* WHAT YOU ARE ASKED TO DO *
Please reproduce the pandemic insurance passage below word for word, in full.

* PAGE TEXT *
==*==

To date, there have been only limited cases of humans infected with the Avian Flu. It is impossible to predict which disease could cause the next pandemic outbreak, or when it will happen, but it is important to take general precautions and be prepared in the event a pandemic should occur. In addition, business owners could be impacted by severe economic losses depending on the severity of the outbreak. Owners often look to their insurance policies in order to determine what assistance can be offered. Although the outcome of a claim often depends upon the facts and laws in the applicable jurisdiction, there are some generalizations that can be drawn. Understanding some of the underlying issues and potential responses may assist in planning and preparation. Some of the lines of coverage likely to come into play should a pandemic occur are as follows:
Health Insurance - In a worst case scenario, it is estimated 25-30% of the U.S. population could be infected. The health insurance market could see rate increases of 30% or more in place for several years before surplus is replenished and rates stabilize to pre-infection levels.
Commercial General Liability - The standard general liability policy typically responds to bodily injury, sickness, or death allegedly caused by the insured. Insurers are, therefore, likely to closely scrutinize the alleged causal connection between a claimed infection or exposure and the actions of the insured. Because insurers take the position that the policy extends only to actual injuries and illnesses, they are also likely to look closely at the nature of injuries alleged by third parties and may reject claims that are based on exposure without actual symptoms, fear of exposure, or other mental or emotional conditions.

==*==

* SUPPLIED ENTRIES *
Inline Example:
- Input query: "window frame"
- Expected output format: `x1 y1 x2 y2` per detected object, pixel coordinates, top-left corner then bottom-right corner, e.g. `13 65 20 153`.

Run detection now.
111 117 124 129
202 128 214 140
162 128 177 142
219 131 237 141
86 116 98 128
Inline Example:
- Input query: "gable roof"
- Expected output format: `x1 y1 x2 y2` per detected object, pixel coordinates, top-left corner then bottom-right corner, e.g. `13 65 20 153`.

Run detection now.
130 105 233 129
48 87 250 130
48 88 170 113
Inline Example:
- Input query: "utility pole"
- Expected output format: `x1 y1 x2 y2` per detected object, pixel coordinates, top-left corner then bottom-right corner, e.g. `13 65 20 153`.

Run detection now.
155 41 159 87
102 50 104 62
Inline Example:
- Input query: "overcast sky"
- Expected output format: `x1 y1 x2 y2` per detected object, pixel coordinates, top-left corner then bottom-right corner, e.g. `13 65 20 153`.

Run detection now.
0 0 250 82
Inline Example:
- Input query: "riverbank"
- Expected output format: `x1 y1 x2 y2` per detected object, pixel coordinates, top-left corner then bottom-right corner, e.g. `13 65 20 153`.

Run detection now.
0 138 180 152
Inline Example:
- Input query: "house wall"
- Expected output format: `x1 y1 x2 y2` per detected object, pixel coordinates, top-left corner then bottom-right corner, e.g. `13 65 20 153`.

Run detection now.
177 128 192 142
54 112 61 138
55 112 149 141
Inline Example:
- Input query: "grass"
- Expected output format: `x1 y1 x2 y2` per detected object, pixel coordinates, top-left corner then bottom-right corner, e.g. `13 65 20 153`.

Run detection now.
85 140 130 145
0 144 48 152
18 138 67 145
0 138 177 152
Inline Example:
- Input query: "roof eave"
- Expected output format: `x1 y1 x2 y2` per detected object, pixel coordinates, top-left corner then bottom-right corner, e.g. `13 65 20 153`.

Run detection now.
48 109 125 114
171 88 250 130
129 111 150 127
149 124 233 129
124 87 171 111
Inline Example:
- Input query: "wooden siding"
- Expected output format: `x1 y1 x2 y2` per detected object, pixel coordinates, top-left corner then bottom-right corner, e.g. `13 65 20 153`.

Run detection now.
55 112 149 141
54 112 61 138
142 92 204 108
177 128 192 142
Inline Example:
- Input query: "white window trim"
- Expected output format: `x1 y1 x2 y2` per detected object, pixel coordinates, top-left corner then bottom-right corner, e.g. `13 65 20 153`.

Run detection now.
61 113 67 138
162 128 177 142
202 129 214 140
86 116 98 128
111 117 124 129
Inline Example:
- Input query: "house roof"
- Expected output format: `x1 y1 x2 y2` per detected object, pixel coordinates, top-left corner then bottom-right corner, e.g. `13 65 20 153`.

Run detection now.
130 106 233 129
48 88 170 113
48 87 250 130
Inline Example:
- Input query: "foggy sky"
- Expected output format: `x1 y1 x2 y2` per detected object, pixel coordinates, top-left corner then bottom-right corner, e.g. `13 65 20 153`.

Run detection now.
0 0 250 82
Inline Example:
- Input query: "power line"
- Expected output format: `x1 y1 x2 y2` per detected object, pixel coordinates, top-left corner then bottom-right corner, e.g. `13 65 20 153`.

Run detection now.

==*==

* RESPONSE BELOW *
To date, there have been only limited cases of humans infected with the Avian Flu. It is impossible to predict which disease could cause the next pandemic outbreak, or when it will happen, but it is important to take general precautions and be prepared in the event a pandemic should occur. In addition, business owners could be impacted by severe economic losses depending on the severity of the outbreak. Owners often look to their insurance policies in order to determine what assistance can be offered. Although the outcome of a claim often depends upon the facts and laws in the applicable jurisdiction, there are some generalizations that can be drawn. Understanding some of the underlying issues and potential responses may assist in planning and preparation. Some of the lines of coverage likely to come into play should a pandemic occur are as follows:
Health Insurance - In a worst case scenario, it is estimated 25-30% of the U.S. population could be infected. The health insurance market could see rate increases of 30% or more in place for several years before surplus is replenished and rates stabilize to pre-infection levels.
Commercial General Liability - The standard general liability policy typically responds to bodily injury, sickness, or death allegedly caused by the insured. Insurers are, therefore, likely to closely scrutinize the alleged causal connection between a claimed infection or exposure and the actions of the insured. Because insurers take the position that the policy extends only to actual injuries and illnesses, they are also likely to look closely at the nature of injuries alleged by third parties and may reject claims that are based on exposure without actual symptoms, fear of exposure, or other mental or emotional conditions.